(Box-labeled dataset extracts)
********
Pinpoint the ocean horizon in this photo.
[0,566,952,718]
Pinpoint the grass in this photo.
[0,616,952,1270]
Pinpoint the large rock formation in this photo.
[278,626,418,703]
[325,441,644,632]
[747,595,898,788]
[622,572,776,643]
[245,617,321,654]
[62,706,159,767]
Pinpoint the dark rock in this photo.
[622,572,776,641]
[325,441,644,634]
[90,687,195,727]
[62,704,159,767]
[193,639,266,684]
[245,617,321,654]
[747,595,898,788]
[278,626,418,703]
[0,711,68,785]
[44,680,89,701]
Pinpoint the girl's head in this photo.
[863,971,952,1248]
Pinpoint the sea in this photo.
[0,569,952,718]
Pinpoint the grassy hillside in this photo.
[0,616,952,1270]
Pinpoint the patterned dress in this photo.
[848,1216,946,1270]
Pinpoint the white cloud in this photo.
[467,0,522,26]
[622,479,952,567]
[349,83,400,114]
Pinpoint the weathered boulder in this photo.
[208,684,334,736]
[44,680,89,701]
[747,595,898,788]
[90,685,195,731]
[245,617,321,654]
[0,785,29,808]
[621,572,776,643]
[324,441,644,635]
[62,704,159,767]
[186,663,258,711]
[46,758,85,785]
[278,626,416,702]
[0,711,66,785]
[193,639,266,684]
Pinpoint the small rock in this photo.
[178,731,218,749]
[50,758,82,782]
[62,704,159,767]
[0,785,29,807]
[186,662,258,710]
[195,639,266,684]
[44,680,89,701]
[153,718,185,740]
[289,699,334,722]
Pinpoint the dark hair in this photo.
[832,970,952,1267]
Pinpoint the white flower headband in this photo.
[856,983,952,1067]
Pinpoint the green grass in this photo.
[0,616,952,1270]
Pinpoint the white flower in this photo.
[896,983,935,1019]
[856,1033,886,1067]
********
#### Problem description:
Return the material above line for line, without any changes.

#### Finished answer:
Pinpoint the ocean horizon in this photo.
[0,566,952,718]
Pinpoint the grass in this photo.
[0,616,952,1270]
Pinpoint the large rock formation in this photo.
[278,626,418,703]
[325,441,644,632]
[747,595,898,788]
[622,572,776,643]
[245,617,321,654]
[62,706,159,767]
Pinpoint the dark rock in this photo.
[622,572,776,641]
[325,441,644,634]
[90,687,195,727]
[62,704,159,767]
[193,639,266,684]
[245,617,321,654]
[747,595,898,788]
[278,626,418,703]
[0,711,68,785]
[44,680,89,701]
Pinpoint the girl's head in this photo.
[863,971,952,1248]
Pinpoint the sea in this photo.
[0,569,952,718]
Pinpoint the grassy hillside in this photo.
[0,616,952,1270]
Pinpoint the patterned dress in this photo.
[848,1216,946,1270]
Pinpoint the white cloud in this photo.
[467,0,522,26]
[622,479,952,567]
[349,83,400,114]
Pinpoint the weathered boulder in this photo.
[208,684,334,736]
[44,680,89,701]
[747,595,898,788]
[90,685,195,731]
[245,617,321,654]
[0,785,29,808]
[621,572,776,643]
[324,441,644,635]
[62,704,159,767]
[186,663,258,711]
[46,758,85,785]
[278,626,416,702]
[0,711,66,785]
[193,639,266,684]
Pinpoint the small rock in this photo.
[178,731,218,749]
[50,758,82,782]
[62,704,159,767]
[0,785,29,807]
[186,662,258,710]
[195,639,266,684]
[44,680,89,701]
[153,718,185,740]
[289,699,334,722]
Pinpoint the dark hair in this photo.
[832,970,952,1267]
Pinpoint the white flower headband in this photo.
[856,983,952,1067]
Pinpoint the green grass in this photo.
[0,616,952,1270]
Pinpoint the white flower in this photo.
[896,983,935,1019]
[856,1033,886,1067]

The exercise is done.